> **文書の抜粋**
↓

相続トラブルの回避にも!親が元気なうちにする生前対策

今回のご相談者は50代の女性A子さんとそのお母さん。

お父さんが先に死んだら相続トラブルになるのではないかと気を揉んでいるお母さんのために、今できる対策をしておきたいとご相談をいただきました。

ご家族の状況

A子さんのご両親はともにご健在。

お金はほとんどがお父さん名義で、これまではお母さんが通帳を預かり、すべての家計の管理をしていました。

しかし、お母さんももうすぐ80歳。最近では物忘れもあり、お金の出し入れが不安になってきているようです。

家族状況

A子さんとお母さんの心配事

お母さんの一番の心配事は、離れて暮らす弟夫婦のこと。

家族のことには一切関わろうとしない息子とその嫁が、お父さんが死んだら財産を狙ってくるのではないかと気がきではないようです。

A子さんは、近くに住んでいることもあり、できる限り両親のお世話をしてあげたいと思っています。

しかし、お母さんが管理していたお父さんの通帳をA子さんが預かると、弟夫婦からあらぬ疑いをかけられるのではと心配していました。

相続トラブルにしたくないA子さんとお父さんの「家族信託」

「生前、親の面倒を一切みなかった子どもが、遺産だけしっかりもらいに来る」というのは相続の現場でよくあるトラブルです。

親の介護や生活のサポートをしてきた子どもが、親のお金を使い込んだのではないか?などと疑われ、大変な思いをされることがよくあるのです。

そのような相続トラブルにならないよう、A子さんはお父さんと家族信託をすることにしました。

↑

> **表示情報**
↓

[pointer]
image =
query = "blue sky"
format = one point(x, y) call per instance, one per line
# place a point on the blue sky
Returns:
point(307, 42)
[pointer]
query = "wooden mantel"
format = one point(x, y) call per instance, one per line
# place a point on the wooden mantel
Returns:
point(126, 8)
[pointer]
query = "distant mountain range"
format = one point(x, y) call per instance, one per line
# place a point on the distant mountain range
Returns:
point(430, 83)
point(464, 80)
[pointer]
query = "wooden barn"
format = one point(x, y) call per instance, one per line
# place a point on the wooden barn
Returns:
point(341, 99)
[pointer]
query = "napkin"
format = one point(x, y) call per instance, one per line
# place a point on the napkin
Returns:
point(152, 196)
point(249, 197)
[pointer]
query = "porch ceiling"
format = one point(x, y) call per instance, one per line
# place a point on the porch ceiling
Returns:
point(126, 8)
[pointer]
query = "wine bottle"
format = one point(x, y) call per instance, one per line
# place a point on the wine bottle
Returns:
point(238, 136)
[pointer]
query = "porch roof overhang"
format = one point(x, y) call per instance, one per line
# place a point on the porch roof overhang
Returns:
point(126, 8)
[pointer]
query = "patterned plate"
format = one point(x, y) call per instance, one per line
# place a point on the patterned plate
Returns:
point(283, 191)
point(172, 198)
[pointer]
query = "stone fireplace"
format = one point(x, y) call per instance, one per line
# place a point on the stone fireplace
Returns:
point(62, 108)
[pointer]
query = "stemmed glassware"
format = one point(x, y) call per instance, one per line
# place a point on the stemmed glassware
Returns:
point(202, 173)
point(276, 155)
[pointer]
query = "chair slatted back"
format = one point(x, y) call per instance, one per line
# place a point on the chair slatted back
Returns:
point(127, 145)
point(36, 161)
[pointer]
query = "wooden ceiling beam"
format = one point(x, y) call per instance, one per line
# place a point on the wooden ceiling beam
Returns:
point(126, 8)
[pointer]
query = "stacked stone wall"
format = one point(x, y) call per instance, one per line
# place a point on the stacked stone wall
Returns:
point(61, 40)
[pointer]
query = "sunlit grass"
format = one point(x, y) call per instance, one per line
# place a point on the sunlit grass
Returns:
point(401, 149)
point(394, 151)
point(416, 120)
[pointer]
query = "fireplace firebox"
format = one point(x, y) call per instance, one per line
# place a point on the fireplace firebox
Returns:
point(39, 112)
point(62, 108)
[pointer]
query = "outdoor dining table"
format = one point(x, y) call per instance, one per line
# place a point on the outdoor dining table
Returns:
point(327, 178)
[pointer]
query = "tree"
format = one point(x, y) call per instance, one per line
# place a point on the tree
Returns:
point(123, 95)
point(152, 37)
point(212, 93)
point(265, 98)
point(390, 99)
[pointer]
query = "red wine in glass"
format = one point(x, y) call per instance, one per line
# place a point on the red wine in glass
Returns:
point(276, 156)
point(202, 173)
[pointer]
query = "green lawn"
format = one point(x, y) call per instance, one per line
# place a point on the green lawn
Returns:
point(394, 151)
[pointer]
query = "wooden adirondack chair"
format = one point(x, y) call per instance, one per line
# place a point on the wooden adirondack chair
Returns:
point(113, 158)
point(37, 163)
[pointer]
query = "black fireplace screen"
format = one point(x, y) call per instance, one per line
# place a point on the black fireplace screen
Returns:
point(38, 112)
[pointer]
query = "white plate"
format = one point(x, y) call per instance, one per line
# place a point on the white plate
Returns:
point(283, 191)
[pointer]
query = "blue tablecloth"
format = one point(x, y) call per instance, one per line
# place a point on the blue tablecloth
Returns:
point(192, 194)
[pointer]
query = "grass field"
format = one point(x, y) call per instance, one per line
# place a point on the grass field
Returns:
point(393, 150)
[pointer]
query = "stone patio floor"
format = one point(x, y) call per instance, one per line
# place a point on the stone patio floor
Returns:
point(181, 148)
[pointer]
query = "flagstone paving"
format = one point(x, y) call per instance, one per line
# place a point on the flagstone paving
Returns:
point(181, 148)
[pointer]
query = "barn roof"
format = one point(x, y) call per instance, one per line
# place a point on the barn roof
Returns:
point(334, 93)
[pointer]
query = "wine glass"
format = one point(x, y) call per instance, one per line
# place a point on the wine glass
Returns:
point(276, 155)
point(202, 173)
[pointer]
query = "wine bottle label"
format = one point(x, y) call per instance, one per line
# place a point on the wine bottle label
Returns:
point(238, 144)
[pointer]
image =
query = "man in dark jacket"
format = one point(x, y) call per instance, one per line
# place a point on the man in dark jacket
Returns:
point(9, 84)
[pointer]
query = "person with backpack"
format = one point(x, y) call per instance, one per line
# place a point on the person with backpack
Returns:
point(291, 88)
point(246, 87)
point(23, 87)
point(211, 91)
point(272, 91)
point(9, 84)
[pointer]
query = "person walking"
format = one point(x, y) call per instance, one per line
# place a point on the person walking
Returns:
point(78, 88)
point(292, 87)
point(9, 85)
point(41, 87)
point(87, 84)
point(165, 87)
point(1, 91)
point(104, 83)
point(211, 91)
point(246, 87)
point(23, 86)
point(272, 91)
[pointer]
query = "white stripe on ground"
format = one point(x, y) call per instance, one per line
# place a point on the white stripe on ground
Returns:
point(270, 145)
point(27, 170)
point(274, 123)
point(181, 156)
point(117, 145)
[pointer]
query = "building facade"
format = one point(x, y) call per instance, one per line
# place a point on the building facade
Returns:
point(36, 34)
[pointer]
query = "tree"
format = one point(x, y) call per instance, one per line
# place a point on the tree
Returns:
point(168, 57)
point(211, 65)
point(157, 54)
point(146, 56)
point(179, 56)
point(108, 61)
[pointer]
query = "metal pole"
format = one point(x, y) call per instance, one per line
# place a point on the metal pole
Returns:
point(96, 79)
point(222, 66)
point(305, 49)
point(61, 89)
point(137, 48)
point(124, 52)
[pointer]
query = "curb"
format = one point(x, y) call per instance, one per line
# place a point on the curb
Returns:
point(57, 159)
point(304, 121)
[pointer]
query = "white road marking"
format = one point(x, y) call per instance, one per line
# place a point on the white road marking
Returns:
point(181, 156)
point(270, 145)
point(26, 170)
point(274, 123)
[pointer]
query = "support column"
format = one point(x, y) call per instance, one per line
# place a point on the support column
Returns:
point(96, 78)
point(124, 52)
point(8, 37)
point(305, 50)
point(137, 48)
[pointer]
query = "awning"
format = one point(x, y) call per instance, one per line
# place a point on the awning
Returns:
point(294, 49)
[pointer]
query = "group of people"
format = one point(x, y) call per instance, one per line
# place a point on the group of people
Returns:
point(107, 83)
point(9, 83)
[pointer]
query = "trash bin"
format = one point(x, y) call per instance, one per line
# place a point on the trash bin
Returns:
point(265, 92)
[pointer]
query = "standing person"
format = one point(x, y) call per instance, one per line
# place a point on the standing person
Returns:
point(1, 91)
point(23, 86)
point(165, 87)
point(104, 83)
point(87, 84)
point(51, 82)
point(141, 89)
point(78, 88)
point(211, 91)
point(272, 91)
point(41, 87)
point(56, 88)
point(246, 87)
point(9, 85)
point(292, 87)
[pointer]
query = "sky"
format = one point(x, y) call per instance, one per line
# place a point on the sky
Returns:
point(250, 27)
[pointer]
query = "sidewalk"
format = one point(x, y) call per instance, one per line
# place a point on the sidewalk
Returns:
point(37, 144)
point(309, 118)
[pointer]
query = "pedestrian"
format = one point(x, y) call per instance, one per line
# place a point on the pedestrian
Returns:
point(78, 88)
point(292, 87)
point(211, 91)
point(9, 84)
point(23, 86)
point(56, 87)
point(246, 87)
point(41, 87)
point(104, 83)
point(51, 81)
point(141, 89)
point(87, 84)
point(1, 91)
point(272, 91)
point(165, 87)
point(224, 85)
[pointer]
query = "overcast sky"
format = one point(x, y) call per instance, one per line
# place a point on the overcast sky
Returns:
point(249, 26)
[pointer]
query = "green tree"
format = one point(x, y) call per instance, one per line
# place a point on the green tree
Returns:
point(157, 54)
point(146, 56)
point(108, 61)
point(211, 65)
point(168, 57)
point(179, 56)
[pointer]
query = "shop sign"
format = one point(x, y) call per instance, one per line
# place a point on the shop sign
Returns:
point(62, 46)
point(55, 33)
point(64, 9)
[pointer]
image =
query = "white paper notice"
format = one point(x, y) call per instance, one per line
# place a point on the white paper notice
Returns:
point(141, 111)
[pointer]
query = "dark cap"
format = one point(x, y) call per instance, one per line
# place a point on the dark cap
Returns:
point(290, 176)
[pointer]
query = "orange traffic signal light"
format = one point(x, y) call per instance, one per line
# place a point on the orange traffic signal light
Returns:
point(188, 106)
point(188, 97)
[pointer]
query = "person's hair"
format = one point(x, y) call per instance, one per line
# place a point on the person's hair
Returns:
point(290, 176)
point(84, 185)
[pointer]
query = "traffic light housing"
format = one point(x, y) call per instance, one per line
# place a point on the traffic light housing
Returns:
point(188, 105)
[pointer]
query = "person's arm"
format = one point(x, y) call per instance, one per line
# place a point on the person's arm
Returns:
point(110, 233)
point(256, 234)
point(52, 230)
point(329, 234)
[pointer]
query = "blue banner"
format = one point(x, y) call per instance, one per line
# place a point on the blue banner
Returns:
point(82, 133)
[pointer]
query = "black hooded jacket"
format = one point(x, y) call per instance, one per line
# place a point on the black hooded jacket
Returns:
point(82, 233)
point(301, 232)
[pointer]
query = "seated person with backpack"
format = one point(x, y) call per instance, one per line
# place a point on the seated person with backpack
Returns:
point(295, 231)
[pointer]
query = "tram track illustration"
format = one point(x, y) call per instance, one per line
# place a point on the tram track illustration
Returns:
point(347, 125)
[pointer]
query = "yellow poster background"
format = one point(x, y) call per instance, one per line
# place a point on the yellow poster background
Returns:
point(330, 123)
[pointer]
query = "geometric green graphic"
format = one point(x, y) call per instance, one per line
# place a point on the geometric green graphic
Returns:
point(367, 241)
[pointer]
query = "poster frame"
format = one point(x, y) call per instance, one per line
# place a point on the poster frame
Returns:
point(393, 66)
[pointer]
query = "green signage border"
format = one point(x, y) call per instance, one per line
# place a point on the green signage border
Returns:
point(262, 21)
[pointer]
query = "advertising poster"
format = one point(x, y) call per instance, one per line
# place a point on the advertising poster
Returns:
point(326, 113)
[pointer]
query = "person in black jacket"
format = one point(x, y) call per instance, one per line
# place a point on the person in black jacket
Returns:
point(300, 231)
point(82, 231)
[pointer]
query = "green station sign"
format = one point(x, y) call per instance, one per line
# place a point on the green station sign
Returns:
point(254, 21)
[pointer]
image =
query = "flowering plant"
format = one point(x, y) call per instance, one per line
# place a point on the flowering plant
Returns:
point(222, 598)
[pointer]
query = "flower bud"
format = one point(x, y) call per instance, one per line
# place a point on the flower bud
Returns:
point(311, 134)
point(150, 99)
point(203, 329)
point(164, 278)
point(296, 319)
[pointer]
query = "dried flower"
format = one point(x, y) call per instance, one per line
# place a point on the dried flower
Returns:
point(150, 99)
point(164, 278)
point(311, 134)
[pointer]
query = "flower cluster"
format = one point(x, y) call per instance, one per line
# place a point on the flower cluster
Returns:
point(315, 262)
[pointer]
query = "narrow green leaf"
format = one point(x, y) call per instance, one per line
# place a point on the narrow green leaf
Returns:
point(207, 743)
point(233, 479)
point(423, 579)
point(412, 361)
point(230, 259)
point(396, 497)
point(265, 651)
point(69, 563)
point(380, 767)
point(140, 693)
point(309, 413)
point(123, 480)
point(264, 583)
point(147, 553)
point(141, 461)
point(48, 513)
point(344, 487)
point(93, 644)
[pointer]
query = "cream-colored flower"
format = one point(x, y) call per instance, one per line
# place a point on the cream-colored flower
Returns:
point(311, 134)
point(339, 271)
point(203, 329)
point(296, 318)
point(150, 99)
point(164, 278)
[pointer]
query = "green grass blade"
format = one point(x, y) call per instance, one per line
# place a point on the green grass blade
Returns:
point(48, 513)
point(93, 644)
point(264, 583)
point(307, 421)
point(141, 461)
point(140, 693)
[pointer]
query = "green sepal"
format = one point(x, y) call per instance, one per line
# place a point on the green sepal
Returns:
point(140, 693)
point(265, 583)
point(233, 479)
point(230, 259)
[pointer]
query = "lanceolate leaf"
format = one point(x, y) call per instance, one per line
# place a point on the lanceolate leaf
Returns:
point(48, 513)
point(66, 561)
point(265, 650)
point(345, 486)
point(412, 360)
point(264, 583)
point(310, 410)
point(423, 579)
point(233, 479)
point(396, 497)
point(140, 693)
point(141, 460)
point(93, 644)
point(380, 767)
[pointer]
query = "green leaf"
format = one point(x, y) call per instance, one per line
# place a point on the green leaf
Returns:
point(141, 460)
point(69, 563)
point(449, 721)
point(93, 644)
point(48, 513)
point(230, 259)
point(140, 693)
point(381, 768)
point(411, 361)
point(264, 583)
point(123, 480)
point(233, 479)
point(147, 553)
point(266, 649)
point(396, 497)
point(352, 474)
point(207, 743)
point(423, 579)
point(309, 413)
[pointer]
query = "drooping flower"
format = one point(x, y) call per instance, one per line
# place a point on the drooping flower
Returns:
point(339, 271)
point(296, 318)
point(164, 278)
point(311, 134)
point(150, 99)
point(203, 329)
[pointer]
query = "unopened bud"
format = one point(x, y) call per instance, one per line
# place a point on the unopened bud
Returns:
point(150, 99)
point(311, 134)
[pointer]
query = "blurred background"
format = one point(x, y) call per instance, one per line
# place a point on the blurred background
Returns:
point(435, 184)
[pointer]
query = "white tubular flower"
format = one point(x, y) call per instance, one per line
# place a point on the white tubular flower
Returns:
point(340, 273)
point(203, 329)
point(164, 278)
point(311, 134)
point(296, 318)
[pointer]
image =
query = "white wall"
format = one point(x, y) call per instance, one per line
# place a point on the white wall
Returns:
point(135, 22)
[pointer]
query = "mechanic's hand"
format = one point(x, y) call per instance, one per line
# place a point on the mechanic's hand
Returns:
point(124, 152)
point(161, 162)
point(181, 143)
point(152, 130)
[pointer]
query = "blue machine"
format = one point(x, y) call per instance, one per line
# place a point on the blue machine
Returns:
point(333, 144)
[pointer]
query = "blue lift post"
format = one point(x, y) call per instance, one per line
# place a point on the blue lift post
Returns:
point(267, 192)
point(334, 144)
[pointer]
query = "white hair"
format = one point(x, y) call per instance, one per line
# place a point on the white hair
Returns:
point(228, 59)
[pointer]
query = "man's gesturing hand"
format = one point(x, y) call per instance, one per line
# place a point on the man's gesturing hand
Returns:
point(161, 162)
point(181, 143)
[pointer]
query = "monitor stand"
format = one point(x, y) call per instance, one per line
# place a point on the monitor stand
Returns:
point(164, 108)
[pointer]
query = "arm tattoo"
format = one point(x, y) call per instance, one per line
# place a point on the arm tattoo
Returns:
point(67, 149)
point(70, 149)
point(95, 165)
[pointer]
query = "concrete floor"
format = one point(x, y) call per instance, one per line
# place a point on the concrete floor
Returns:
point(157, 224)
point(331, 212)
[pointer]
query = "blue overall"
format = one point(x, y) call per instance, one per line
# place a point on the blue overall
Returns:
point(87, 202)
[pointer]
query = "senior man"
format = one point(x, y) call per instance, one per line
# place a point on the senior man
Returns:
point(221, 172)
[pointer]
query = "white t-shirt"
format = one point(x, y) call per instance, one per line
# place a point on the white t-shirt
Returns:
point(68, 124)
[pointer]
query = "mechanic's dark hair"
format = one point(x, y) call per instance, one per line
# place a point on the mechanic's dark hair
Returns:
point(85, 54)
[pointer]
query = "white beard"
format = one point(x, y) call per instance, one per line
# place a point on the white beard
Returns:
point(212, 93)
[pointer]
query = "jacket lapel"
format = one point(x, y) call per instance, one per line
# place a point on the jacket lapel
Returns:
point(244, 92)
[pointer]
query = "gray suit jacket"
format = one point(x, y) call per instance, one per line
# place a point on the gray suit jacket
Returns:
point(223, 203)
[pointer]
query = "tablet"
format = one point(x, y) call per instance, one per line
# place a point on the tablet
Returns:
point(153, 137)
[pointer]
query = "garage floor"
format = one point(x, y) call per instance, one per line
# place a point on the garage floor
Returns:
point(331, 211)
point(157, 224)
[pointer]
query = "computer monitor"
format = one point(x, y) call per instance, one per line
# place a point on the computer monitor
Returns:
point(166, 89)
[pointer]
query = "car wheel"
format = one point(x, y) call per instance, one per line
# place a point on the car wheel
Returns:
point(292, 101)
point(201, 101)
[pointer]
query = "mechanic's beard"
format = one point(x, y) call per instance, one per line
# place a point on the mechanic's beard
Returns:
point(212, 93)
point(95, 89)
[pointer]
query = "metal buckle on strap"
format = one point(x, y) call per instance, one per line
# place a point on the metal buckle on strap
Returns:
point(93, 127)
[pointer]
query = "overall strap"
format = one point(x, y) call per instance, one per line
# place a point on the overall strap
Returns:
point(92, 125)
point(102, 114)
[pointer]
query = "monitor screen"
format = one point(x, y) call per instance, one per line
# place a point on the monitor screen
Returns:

↑

> **課題一覧**
a: 生前対策の記事について、次の問いに答えてください。
(i) お父さん名義の通帳を預かり、すべての家計を管理していたのは誰ですか。
(ii) お母さんの一番の心配事は何ですか。
(iii) A子さんは誰と家族信託をすることにしましたか。
b: 生前対策の記事のうち、「今回のご相談者は50代の女性A子さんとそのお母さん。」から「安になってきているようです。」までをすべて書き写してください。

> **課題別の解答**
a:
(i) お母さん
(ii) 離れて暮らす弟夫婦のこと
(iii) お父さん

b:
今回のご相談者は50代の女性A子さんとそのお母さん。

お父さんが先に死んだら相続トラブルになるのではないかと気を揉んでいるお母さんのために、今できる対策をしておきたいとご相談をいただきました。

ご家族の状況

A子さんのご両親はともにご健在。

お金はほとんどがお父さん名義で、これまではお母さんが通帳を預かり、すべての家計の管理をしていました。

しかし、お母さんももうすぐ80歳。最近では物忘れもあり、お金の出し入れが不安になってきているようです。